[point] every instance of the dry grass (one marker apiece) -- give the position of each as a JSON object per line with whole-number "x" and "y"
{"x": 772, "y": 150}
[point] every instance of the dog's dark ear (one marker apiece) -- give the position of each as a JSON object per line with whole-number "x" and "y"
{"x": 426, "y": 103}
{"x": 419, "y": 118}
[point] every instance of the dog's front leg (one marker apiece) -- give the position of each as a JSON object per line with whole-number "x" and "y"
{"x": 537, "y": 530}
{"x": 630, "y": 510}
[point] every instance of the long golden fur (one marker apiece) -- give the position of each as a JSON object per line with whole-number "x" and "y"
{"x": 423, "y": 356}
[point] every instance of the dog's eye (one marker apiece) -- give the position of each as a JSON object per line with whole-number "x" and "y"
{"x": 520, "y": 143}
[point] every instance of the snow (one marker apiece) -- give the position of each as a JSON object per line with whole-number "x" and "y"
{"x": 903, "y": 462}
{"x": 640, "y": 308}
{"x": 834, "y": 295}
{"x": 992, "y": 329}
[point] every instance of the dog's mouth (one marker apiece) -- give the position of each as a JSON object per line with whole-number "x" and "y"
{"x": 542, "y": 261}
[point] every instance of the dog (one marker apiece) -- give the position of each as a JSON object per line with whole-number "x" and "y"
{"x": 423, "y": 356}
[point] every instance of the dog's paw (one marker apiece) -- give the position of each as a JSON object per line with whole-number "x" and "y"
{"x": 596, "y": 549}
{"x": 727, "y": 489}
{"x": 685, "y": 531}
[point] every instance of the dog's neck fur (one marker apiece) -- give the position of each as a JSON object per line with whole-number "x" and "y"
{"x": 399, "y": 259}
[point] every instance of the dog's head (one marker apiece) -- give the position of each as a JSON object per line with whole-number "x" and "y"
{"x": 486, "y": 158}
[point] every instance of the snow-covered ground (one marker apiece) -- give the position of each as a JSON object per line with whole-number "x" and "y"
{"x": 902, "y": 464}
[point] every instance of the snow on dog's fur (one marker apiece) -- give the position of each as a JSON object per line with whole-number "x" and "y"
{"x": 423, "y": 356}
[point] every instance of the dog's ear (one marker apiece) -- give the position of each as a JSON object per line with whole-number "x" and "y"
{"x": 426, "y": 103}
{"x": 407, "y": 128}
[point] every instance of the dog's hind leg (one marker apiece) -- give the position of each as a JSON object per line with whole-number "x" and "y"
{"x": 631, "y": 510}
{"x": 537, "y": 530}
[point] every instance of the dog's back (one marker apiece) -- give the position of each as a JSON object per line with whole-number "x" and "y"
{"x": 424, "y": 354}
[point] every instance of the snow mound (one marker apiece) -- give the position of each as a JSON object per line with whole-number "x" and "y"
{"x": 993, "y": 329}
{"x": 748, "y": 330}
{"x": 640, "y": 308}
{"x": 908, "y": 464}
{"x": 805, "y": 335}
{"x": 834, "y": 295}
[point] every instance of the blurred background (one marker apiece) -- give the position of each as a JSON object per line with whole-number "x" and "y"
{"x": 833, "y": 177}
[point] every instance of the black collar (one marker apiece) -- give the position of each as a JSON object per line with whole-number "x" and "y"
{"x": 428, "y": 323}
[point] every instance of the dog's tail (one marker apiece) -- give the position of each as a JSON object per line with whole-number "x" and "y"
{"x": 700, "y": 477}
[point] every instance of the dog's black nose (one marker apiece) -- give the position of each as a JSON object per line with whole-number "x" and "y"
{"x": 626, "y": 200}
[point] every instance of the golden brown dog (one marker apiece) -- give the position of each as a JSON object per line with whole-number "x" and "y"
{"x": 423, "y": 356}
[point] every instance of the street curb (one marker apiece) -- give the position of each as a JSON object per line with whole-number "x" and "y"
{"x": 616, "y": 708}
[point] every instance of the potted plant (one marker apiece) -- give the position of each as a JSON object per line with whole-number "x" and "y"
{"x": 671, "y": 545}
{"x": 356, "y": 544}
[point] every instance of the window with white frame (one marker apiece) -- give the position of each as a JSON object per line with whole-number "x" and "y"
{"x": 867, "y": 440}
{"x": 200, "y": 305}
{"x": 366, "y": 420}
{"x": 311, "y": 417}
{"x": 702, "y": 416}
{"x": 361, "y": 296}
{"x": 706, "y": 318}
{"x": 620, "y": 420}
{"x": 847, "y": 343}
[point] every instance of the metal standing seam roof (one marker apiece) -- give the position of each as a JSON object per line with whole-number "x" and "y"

★ ★ ★ ★ ★

- _WORK INSTRUCTIONS_
Everything from the line containing "[point] every instance of the potted" to the end of the data above should be quoted exactly, please, both ends included, and nothing outside that span.

- _ANSWER BELOW_
[point] every instance of the potted plant (one marker apiece) -- give the position of each as a JSON object per line with whole-number "x" and "y"
{"x": 671, "y": 545}
{"x": 356, "y": 544}
[point] every instance of the window with white frame (one marker apiece) -- give the position of each as a JSON object per line with whole-number "x" and "y"
{"x": 867, "y": 440}
{"x": 200, "y": 305}
{"x": 366, "y": 420}
{"x": 311, "y": 417}
{"x": 702, "y": 416}
{"x": 361, "y": 296}
{"x": 706, "y": 318}
{"x": 620, "y": 420}
{"x": 847, "y": 343}
[point] every instance of the metal standing seam roof (one marker apiece) -- give the position of each as a JSON object per line with whole-number "x" and "y"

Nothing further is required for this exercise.